#### WHAT TO WORK ON:
1: Write out the stretch from "First, download the" through "of each marker." in the forum thread on counting citations, word for word.
2: Carry the forum thread about counting how often each reference is cited forward from its last post.

#### EXCERPT:

-- START --

First, download the references from zotero through the plug-in of @Rintze . Then try to convert them into RIS format files and import them into Endnote X8. After that, re-inserted these references in the full text. Finally, check the cited times and the location distribution of each reference through the "Edit & Manage Citations " of Endnote X8.
As note by Rintze, for the original question, the number cited is now included in export from his tool.
My source is R Markdown, so I don't think I can use Reference Extractor. The only approach I can currently think of is hacking apa.csl.
Read the whole doc in as a string, extract all citation markers using a regex, and then count the frequency of each marker.
Modifying the citation style won't work, I believe -- CSL doesn't have a citation-frequency count variable.
@adamsmith: I was hoping to avoid that approach (or at least find some existing code to do it, because I'm lazy). A benefit of using CSL is that the results would be a human-readable reference list, rather than a list of IDs. Couldn't you modify the CSL to count citations and sort on that?

-- END --

#### DATA ENTRIES:
-- START --

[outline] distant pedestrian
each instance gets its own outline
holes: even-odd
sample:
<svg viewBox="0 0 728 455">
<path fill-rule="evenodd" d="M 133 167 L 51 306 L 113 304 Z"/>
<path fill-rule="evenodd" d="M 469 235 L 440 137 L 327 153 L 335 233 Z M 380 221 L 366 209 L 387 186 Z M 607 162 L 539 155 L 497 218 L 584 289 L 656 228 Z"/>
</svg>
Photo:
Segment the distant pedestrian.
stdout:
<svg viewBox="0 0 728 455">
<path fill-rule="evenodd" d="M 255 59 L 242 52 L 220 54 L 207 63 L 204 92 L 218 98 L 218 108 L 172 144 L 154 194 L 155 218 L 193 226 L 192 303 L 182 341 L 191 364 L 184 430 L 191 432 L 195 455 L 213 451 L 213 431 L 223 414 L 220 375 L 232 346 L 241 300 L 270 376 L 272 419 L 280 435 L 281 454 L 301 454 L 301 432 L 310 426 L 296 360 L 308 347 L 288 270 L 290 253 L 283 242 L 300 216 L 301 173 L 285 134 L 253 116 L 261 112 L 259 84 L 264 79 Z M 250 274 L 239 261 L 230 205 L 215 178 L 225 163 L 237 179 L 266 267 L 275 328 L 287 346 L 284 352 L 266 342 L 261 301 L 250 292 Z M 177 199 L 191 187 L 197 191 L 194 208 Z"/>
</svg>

-- END --

#### SET OF ANSWERS:
1:
First, download the references from zotero through the plug-in of @Rintze . Then try to convert them into RIS format files and import them into Endnote X8. After that, re-inserted these references in the full text. Finally, check the cited times and the location distribution of each reference through the "Edit & Manage Citations " of Endnote X8.
As note by Rintze, for the original question, the number cited is now included in export from his tool.
My source is R Markdown, so I don't think I can use Reference Extractor. The only approach I can currently think of is hacking apa.csl.
Read the whole doc in as a string, extract all citation markers using a regex, and then count the frequency of each marker.

2:
You can export your document from pandoc to Word with live Zotero citations. Emiliano has written a pandoc filter for that. From there, you can use Reference Extractor, which has the option to add the number of times cited to Extra. You can write a CSL file to include the 'note' variable to show of the Extra field, or, if you want to be sure that only the times cited is shown, you could add 'annote: ' before that number and then add the 'annote' field in you CSL
It might even be easier to write a small pandoc filter to count the unique occurrences of the citekeys in your markdown document and then do the same as above.
citation_count = {}
count = {
Cite = function(el)
for _, item in pairs(el.citations) do
if citation_count[item.id] == nil then
citation_count[item.id] = 0
end
citation_count[item.id] = citation_count[item.id] + 1
end
end,
}
function Pandoc(el)
pandoc.walk_block(pandoc.Div(el.blocks), count)
for id, n in pairs(citation_count) do
print(id, n)
end
os.exit(0)
end
ran as
pandoc --lua-filter count-cite.lua main.md
pandoc --lua-filter count-cite.lua *.Rmd | sort -r -k 2
Is there a way to inject something like this into a pandoc pipeline so that it generates a sorted, human-readable reference list as a PDF?
citation_count = {}
count = {
Cite = function(el)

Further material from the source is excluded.